Nous, les Verts, nous nous sommes toujours battus pour la fermeture de ces centres de rétention. Aujourd'hui, notre proposition est claire : nous souhaitons privilégier les assignations à résidence, qui constituent une manière beaucoup plus humaine pour essayer de régler la question.

En outre, nous préférons que les mineurs isolés soient confiés à l'ASE, qui dispose des moyens pour les sortir de leur situation et pour leur préparer un meilleur avenir.

Mme la présidente. J'ai été saisie d'un amendement n° 198 rectifié, présenté par M. Frimat, Mme Alquier, MM. Badinter, Bel et Bockel, Mme Cerisier-ben Guiga, M. Collombat, Mme Demontès, MM. Dreyfus-Schmidt et C. Gautier, Mmes Khiari et Le Texier, MM. Mahéas, Mermaz, Peyronnet et Sueur, Mme Tasca, M. Yung et les membres du groupe Socialiste, apparentés et rattachés, et ainsi libellé :

Avant l'article 33, insérer un article additionnel ainsi rédigé :

Après l'article L. 551-3 du code de l'entrée et du séjour des étrangers et du droit d'asile, il est inséré un article L. 551-4 ainsi rédigé :

« Art. L. 551-4.- Le mineur de 18 ans ne peut être placé en centre de rétention administrative. »

(Enregistrements d'annotation)
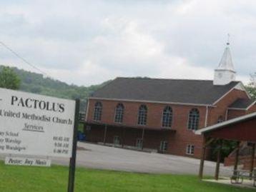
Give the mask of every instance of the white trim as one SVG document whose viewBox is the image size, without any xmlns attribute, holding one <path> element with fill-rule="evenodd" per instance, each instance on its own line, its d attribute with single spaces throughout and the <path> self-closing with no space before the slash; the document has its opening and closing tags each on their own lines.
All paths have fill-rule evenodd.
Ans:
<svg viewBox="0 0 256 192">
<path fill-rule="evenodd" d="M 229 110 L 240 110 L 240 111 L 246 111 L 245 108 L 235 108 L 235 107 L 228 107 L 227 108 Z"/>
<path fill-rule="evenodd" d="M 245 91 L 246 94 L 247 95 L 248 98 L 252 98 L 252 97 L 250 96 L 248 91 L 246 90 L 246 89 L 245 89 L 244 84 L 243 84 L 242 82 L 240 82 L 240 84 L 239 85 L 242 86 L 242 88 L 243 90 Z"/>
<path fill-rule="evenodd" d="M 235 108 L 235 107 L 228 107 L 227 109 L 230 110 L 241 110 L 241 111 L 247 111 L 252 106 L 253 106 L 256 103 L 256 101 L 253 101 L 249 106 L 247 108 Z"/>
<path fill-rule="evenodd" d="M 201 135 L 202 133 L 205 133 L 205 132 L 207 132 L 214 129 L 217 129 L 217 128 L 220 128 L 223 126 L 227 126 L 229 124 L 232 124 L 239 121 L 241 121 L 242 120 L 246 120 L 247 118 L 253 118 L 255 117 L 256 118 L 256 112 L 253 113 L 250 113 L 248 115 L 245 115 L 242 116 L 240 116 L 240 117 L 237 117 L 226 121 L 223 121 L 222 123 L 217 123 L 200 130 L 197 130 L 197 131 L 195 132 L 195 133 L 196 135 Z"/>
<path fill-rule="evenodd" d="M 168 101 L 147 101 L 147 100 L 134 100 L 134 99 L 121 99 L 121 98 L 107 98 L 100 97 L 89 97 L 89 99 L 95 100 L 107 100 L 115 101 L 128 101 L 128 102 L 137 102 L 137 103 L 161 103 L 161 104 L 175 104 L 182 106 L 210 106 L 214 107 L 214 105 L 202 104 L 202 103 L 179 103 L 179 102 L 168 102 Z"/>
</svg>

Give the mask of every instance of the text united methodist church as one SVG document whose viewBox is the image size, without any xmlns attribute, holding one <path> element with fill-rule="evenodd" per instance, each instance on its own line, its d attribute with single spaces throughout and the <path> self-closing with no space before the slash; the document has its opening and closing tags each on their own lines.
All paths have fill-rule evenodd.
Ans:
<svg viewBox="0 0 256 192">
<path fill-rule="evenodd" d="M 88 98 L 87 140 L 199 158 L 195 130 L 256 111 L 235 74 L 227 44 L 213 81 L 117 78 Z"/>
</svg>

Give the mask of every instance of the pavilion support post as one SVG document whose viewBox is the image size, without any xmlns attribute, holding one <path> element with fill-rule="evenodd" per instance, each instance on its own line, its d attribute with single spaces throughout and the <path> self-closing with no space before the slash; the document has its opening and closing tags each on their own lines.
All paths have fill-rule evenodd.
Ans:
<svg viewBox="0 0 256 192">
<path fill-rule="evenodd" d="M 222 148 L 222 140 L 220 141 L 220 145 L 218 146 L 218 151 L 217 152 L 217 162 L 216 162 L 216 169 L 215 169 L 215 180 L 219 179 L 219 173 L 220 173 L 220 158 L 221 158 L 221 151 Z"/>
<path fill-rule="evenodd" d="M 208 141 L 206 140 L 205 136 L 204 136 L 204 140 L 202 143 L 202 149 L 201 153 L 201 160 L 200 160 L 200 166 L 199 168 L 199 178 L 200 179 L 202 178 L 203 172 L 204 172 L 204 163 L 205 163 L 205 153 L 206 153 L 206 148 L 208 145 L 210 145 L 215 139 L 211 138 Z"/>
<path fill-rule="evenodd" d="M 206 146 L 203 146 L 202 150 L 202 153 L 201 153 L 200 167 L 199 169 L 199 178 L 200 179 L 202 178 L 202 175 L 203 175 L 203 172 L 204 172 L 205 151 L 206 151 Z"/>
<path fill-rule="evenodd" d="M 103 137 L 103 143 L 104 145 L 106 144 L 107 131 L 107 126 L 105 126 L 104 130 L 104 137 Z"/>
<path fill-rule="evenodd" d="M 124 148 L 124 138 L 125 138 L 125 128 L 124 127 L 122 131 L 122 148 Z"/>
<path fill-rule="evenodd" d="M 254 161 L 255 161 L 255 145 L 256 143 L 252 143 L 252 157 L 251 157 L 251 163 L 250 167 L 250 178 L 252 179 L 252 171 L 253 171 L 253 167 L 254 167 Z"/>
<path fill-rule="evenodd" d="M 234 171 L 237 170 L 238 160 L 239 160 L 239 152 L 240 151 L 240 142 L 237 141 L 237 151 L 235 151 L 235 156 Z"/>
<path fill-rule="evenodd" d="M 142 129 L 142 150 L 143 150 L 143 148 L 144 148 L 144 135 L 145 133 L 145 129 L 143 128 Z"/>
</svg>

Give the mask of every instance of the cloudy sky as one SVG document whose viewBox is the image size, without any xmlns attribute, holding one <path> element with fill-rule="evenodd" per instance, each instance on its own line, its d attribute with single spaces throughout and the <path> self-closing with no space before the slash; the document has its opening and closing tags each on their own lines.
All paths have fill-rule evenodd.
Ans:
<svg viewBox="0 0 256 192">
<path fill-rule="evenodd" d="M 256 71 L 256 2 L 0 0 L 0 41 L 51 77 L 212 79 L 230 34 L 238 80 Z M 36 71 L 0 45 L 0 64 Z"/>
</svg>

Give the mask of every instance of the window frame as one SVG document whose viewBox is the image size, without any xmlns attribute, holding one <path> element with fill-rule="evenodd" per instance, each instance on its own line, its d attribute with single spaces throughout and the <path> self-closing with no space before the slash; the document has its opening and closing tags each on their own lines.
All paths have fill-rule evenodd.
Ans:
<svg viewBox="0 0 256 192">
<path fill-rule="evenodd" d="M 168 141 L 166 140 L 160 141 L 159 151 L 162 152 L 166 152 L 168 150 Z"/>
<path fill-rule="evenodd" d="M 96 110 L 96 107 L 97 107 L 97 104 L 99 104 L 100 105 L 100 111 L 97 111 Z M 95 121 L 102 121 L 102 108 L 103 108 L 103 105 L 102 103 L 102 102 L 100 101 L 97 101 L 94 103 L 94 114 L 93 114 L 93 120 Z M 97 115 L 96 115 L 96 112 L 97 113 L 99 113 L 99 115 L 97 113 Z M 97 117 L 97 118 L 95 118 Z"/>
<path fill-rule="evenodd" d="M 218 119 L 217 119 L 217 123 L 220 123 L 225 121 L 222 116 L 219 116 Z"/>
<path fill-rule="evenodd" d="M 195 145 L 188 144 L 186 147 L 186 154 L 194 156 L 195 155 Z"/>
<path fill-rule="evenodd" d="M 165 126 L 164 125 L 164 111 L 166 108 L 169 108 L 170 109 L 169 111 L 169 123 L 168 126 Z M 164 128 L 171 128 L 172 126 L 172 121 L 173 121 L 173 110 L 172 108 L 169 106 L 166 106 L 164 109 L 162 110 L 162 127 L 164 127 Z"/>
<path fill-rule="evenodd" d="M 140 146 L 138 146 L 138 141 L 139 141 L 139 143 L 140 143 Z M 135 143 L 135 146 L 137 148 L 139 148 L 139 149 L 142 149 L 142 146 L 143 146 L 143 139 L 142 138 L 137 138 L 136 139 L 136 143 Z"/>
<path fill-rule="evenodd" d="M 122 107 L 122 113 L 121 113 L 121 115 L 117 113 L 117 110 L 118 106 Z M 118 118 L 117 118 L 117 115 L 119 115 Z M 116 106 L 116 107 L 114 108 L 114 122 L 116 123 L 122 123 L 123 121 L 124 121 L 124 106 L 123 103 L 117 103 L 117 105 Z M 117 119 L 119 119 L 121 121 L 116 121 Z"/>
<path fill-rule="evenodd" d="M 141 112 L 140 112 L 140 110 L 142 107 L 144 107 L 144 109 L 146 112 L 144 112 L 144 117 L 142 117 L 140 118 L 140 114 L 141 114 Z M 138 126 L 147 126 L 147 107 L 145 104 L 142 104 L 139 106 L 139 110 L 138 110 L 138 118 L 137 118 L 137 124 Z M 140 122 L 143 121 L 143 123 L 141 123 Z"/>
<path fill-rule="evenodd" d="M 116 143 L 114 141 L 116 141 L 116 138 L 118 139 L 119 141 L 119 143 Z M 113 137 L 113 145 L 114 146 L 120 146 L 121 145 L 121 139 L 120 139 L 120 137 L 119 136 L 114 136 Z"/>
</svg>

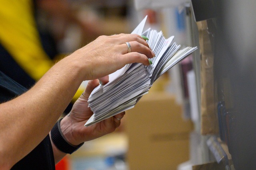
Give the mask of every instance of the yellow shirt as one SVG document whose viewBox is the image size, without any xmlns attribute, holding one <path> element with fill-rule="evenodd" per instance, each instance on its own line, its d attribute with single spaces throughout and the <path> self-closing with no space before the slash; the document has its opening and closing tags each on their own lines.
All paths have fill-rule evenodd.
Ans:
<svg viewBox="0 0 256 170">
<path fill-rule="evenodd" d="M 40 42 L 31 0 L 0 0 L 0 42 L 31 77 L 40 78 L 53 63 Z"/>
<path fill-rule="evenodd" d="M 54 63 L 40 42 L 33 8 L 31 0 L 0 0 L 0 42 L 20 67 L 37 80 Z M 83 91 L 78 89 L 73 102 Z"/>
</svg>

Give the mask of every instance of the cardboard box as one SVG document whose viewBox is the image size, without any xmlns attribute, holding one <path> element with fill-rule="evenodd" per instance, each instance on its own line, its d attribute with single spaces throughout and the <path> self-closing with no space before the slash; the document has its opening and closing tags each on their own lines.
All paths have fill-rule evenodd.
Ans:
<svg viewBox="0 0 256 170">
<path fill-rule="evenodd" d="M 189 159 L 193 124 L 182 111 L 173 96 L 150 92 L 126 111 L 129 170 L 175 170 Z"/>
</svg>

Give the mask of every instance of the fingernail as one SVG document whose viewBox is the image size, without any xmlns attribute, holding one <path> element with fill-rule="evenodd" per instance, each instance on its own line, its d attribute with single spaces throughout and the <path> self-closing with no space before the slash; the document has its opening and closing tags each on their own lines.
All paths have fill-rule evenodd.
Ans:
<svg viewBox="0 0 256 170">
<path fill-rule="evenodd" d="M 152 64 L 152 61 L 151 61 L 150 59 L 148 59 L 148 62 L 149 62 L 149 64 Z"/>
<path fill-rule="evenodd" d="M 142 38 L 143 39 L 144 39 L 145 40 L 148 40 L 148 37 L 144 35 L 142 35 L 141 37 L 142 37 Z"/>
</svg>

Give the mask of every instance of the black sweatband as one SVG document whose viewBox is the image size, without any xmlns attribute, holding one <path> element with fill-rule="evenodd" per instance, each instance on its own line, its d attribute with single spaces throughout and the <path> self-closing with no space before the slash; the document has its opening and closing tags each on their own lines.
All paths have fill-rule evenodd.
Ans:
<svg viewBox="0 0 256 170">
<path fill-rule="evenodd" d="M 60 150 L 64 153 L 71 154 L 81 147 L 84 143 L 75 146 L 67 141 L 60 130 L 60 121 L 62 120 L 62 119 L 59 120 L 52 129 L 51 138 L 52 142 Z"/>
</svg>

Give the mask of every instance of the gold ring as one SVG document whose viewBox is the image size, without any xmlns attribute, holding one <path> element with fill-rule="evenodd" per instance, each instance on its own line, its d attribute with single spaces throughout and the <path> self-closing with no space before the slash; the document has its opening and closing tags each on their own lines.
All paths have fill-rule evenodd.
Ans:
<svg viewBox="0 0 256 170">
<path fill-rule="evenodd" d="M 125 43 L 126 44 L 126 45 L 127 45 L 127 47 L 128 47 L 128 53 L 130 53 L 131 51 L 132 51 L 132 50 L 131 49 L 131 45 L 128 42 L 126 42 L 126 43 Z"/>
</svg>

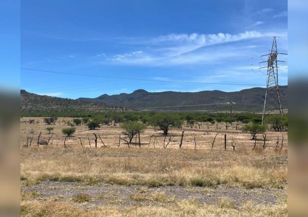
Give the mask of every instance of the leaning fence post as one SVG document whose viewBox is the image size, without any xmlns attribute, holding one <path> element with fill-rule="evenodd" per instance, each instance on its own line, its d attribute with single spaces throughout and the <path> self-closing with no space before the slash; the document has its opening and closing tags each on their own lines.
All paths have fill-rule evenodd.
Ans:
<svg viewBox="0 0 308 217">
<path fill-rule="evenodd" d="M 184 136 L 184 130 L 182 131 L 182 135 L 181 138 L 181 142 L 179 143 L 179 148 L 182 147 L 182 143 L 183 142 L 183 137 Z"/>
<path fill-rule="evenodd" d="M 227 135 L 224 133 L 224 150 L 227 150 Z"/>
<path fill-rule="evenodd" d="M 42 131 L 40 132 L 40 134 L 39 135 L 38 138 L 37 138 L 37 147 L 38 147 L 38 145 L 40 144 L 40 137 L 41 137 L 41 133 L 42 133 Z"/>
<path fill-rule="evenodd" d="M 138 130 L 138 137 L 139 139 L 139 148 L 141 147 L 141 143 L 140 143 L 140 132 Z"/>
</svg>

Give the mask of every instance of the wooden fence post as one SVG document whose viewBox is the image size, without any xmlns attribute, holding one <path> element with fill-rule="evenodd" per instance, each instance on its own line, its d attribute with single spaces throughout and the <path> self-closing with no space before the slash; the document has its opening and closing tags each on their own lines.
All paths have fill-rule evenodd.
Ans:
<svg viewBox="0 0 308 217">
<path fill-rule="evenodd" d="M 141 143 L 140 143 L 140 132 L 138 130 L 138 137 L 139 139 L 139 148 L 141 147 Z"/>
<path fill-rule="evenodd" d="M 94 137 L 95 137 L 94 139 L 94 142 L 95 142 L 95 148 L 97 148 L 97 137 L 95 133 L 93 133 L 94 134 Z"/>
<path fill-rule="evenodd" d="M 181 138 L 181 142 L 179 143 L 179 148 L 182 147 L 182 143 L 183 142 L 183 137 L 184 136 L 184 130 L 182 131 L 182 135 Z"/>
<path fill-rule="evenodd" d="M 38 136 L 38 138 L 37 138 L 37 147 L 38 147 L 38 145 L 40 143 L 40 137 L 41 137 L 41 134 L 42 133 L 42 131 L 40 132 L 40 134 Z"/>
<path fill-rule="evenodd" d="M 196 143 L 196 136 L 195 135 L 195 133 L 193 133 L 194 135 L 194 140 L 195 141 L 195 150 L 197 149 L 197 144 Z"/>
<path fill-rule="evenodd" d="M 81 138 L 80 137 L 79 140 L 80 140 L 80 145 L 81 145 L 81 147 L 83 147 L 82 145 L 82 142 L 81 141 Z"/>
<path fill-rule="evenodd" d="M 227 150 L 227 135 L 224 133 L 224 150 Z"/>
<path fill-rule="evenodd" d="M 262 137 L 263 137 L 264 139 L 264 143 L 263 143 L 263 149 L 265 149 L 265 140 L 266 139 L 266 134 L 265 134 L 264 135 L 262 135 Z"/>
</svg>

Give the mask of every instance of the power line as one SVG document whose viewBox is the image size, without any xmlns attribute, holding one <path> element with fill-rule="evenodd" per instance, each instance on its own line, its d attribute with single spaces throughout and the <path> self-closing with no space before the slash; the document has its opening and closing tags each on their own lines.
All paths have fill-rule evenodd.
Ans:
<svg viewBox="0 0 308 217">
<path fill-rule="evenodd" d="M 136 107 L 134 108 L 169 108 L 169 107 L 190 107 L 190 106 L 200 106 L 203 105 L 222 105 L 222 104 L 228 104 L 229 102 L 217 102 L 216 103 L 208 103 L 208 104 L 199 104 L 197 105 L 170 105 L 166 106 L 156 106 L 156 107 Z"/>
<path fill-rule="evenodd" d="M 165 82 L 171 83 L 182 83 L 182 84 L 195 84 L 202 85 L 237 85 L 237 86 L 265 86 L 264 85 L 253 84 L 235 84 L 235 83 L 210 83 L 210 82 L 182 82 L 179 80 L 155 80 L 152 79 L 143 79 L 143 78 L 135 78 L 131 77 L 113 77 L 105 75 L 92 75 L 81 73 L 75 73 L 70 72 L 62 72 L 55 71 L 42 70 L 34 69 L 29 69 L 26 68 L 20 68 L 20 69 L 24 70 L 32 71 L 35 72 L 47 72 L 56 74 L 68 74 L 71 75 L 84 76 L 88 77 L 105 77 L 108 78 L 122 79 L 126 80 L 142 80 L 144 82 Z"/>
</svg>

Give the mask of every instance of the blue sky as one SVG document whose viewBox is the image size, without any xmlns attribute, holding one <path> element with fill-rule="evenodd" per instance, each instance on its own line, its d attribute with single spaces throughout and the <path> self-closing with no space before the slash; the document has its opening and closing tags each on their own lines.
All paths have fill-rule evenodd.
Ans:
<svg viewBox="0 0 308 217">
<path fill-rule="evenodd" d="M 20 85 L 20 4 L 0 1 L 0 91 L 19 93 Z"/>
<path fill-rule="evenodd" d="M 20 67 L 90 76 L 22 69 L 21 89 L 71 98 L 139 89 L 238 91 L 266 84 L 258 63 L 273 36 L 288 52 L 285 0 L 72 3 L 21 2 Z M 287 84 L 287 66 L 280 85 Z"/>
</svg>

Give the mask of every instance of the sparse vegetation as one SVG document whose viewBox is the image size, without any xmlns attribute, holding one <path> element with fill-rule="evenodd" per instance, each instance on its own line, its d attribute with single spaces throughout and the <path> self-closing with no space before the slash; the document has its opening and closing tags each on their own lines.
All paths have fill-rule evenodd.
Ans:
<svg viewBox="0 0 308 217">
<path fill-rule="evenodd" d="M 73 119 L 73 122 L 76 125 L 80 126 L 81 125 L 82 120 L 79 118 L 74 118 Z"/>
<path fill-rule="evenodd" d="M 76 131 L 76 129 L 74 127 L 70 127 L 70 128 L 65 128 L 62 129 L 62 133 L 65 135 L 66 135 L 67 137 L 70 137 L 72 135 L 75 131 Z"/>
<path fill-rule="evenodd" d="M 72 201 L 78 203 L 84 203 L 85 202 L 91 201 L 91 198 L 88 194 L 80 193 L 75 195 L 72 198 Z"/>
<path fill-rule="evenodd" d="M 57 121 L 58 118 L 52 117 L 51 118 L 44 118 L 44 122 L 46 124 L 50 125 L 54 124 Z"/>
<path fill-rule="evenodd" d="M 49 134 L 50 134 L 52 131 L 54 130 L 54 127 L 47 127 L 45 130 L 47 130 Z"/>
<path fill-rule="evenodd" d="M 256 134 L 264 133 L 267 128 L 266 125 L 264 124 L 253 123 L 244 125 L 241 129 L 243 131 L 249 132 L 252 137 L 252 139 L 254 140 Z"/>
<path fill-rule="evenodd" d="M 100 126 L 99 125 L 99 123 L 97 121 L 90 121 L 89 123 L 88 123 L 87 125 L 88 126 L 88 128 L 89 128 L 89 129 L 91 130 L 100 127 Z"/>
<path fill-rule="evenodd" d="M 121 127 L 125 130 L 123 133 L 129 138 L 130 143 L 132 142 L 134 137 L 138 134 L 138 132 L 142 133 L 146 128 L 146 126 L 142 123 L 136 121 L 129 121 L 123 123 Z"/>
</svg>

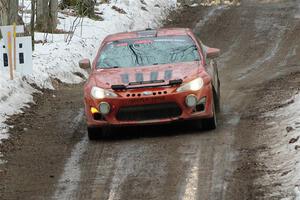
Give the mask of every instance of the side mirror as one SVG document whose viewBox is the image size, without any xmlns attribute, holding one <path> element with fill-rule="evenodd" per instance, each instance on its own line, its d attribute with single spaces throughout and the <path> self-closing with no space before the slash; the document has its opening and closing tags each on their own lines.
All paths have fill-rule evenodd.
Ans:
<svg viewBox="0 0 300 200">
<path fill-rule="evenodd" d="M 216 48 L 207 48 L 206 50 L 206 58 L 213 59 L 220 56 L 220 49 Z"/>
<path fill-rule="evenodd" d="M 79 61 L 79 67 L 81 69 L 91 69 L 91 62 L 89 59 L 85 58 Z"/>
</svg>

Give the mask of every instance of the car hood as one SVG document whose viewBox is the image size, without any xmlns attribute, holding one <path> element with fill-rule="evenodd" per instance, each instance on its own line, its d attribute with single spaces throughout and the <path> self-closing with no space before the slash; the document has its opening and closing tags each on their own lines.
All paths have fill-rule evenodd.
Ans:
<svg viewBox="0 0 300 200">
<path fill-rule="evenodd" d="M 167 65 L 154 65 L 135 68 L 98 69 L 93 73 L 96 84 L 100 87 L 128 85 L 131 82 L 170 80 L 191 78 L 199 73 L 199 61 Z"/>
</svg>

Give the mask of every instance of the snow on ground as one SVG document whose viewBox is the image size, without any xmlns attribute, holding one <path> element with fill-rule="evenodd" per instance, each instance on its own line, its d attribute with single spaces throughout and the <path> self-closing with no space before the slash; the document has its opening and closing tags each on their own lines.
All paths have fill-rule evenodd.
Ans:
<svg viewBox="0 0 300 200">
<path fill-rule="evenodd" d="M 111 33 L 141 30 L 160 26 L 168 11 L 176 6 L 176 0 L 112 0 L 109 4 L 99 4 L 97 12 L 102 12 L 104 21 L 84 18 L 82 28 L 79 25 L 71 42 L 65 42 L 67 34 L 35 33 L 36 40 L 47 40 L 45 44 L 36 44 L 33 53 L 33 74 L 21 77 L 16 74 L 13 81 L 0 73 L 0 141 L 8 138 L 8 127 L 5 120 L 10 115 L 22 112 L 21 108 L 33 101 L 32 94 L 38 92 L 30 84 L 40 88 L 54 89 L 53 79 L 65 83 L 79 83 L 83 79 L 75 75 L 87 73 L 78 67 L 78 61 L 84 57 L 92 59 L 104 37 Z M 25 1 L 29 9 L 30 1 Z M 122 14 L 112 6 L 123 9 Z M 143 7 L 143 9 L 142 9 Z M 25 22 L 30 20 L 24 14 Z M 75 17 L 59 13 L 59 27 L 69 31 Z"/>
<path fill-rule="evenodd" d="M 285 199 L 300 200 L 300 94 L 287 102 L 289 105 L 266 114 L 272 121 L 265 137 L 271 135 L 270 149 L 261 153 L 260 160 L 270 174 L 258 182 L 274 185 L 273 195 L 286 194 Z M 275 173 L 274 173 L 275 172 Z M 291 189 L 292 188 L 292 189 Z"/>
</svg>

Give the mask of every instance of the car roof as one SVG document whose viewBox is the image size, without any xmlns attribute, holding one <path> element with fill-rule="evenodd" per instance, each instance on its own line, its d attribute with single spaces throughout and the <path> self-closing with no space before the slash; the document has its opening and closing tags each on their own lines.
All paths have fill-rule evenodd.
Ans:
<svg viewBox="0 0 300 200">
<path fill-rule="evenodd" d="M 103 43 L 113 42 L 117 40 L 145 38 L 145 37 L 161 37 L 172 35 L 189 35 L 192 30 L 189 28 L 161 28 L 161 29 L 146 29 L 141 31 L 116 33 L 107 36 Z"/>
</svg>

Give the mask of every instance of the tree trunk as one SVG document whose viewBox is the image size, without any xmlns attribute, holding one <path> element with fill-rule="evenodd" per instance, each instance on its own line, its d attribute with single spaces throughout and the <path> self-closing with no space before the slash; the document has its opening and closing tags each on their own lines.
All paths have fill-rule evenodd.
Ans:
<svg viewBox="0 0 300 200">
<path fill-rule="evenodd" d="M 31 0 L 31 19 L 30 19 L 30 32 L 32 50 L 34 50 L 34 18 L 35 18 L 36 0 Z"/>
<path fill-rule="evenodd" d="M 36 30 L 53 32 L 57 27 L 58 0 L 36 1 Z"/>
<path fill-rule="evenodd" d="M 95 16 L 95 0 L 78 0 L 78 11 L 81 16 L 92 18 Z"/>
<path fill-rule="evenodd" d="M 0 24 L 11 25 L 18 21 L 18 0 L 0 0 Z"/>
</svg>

### ÉNONCÉ 1
D'après le texte sur la rétention, pourquoi les Verts préfèrent-ils confier les mineurs isolés à l'ASE ? Répondez en une à trois phrases.
### ÉNONCÉ 2
Recopiez le passage du texte sur la rétention qui commence par « En outre, nous » et se termine par « un meilleur avenir. ».
Les enregistrements ne sont pas utiles ici.

### RÉPONSE CORRECTE 1
Ils le préfèrent parce que l'ASE dispose des moyens de sortir ces mineurs de leur situation et de leur préparer un meilleur avenir.

### RÉPONSE CORRECTE 2
En outre, nous préférons que les mineurs isolés soient confiés à l'ASE, qui dispose des moyens pour les sortir de leur situation et pour leur préparer un meilleur avenir.